All of the material below is to be returned exactly.

(Pointing dataset excerpts)
* * * *
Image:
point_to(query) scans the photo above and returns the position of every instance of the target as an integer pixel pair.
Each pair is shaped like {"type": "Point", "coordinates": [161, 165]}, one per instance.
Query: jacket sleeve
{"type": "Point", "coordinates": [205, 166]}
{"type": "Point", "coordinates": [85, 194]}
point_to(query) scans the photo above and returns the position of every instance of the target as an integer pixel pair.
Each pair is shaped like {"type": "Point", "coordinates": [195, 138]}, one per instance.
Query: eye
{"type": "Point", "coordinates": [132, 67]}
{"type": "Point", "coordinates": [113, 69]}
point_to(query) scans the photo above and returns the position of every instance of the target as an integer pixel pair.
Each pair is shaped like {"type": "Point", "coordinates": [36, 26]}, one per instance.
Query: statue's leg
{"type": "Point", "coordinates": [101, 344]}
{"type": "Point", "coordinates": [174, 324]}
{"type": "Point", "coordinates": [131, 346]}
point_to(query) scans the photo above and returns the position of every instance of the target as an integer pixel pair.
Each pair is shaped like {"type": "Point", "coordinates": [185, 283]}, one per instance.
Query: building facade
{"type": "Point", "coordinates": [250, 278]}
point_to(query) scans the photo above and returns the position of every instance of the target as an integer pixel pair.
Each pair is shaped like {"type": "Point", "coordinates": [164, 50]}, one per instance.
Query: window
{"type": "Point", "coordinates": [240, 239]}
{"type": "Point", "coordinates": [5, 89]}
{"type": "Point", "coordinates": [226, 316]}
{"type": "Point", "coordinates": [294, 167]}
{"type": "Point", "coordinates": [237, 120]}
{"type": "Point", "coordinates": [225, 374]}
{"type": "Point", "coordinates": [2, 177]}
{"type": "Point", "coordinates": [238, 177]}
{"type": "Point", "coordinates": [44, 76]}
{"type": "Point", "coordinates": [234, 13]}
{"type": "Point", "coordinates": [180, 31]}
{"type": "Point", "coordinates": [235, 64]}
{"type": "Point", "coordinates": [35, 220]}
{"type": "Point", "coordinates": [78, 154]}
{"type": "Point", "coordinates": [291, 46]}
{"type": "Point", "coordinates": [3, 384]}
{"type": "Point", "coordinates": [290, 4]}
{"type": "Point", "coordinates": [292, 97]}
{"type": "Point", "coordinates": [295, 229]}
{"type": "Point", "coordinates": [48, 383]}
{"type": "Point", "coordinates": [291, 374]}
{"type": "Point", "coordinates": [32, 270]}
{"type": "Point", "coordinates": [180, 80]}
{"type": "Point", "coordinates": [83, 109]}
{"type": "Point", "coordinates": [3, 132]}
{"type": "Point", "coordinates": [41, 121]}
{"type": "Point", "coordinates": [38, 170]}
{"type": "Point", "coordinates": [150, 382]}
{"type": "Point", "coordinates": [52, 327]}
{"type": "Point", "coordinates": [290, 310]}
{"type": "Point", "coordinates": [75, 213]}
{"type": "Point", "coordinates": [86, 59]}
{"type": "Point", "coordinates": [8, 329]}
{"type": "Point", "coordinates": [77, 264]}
* * * *
_Solution for this problem_.
Image:
point_to(query) scans the photo above and returns the position of every instance of the target as an integer pixel pair.
Each pair is shaped like {"type": "Point", "coordinates": [161, 165]}, one per instance.
Query: jacket sleeve
{"type": "Point", "coordinates": [205, 166]}
{"type": "Point", "coordinates": [85, 194]}
point_to(query) scans the photo above and returns the position of every instance of the target as an integer pixel pair.
Each pair is shaped like {"type": "Point", "coordinates": [195, 138]}, one per instance.
Query: eye
{"type": "Point", "coordinates": [132, 67]}
{"type": "Point", "coordinates": [113, 69]}
point_to(query) scans the photo above and returns the position of every instance of the target as an integer pixel pair.
Each pair is shaped like {"type": "Point", "coordinates": [36, 26]}, one per instance.
Query: statue's leg
{"type": "Point", "coordinates": [101, 344]}
{"type": "Point", "coordinates": [174, 324]}
{"type": "Point", "coordinates": [131, 346]}
point_to(query) scans the photo above and returns the position of every instance of the target as an integer pixel pair.
Each pair is shaped like {"type": "Point", "coordinates": [185, 283]}, one per instance.
Query: building facade
{"type": "Point", "coordinates": [250, 278]}
point_to(query) scans the photo above and returns the position of every instance of the target as an integer pixel pair.
Each pair is shaped like {"type": "Point", "coordinates": [164, 50]}, one per instance.
Query: window
{"type": "Point", "coordinates": [240, 239]}
{"type": "Point", "coordinates": [5, 89]}
{"type": "Point", "coordinates": [226, 316]}
{"type": "Point", "coordinates": [294, 167]}
{"type": "Point", "coordinates": [237, 120]}
{"type": "Point", "coordinates": [225, 374]}
{"type": "Point", "coordinates": [2, 177]}
{"type": "Point", "coordinates": [238, 177]}
{"type": "Point", "coordinates": [44, 76]}
{"type": "Point", "coordinates": [234, 13]}
{"type": "Point", "coordinates": [180, 31]}
{"type": "Point", "coordinates": [235, 64]}
{"type": "Point", "coordinates": [35, 220]}
{"type": "Point", "coordinates": [78, 154]}
{"type": "Point", "coordinates": [291, 46]}
{"type": "Point", "coordinates": [3, 384]}
{"type": "Point", "coordinates": [290, 4]}
{"type": "Point", "coordinates": [292, 97]}
{"type": "Point", "coordinates": [295, 229]}
{"type": "Point", "coordinates": [48, 383]}
{"type": "Point", "coordinates": [291, 374]}
{"type": "Point", "coordinates": [32, 270]}
{"type": "Point", "coordinates": [180, 80]}
{"type": "Point", "coordinates": [83, 109]}
{"type": "Point", "coordinates": [3, 132]}
{"type": "Point", "coordinates": [41, 121]}
{"type": "Point", "coordinates": [38, 170]}
{"type": "Point", "coordinates": [150, 382]}
{"type": "Point", "coordinates": [52, 327]}
{"type": "Point", "coordinates": [290, 310]}
{"type": "Point", "coordinates": [75, 213]}
{"type": "Point", "coordinates": [86, 59]}
{"type": "Point", "coordinates": [8, 329]}
{"type": "Point", "coordinates": [77, 264]}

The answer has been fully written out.